***** TRECHO
Esta crítica faz parte da cobertura da 44ª Mostra Internacional de Cinema de São Paulo, que ocorre entre 22 de outubro e 4 de novembro em formato online.

Depois dos irregulares Esplendor (Hikari, 2017) e Vision (2018), a premiada cineasta japonesa Naomi Kawase retoma um cinema tocante e poético com Mães de Verdade (Asa ga Kuru, 2020). O filme é baseado no romance de 2015 de Mizuki Tsujimura e a linguagem acessível, que já aparecia no doce Sabor da Vida (An, 2015), é utilizada em uma narrativa que reflete sobre a maternidade e suas muitas faces. Logo na sequência de abertura temos pistas sobre o que está por vir, quando, acompanhado de uma suave música de piano, ouvimos o choro de um bebê nascendo.
**********
***** DADOS FORNECIDOS
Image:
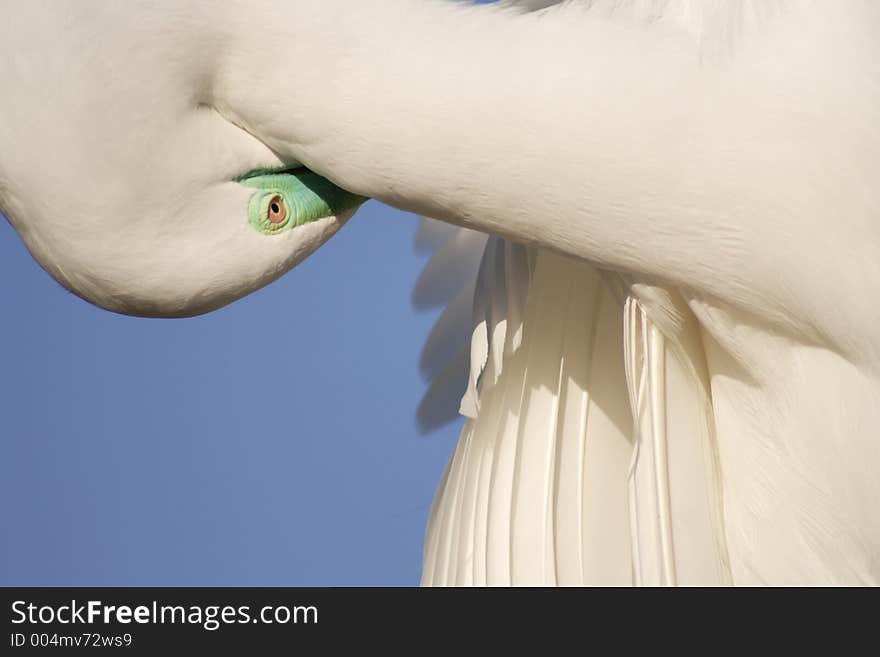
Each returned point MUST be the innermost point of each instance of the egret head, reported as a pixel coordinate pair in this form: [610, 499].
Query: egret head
[128, 181]
[176, 248]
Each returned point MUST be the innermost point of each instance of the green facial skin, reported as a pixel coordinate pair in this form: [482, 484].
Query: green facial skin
[306, 197]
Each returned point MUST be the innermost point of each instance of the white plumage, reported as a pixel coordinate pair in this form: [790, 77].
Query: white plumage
[674, 352]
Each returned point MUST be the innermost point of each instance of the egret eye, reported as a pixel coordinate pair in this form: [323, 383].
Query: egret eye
[277, 210]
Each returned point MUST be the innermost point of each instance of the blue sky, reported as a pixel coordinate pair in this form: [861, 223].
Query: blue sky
[206, 451]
**********
* [O QUE SE PEDE]: Por favor, reescreva a crítica de Mães de Verdade desde "Esta crítica faz" até "em formato online.", substituindo "online" por "virtual". As linhas não têm nenhum papel aqui.

* [RESPOSTA DO EXERCÍCIO]:
Esta crítica faz parte da cobertura da 44ª Mostra Internacional de Cinema de São Paulo, que ocorre entre 22 de outubro e 4 de novembro em formato virtual.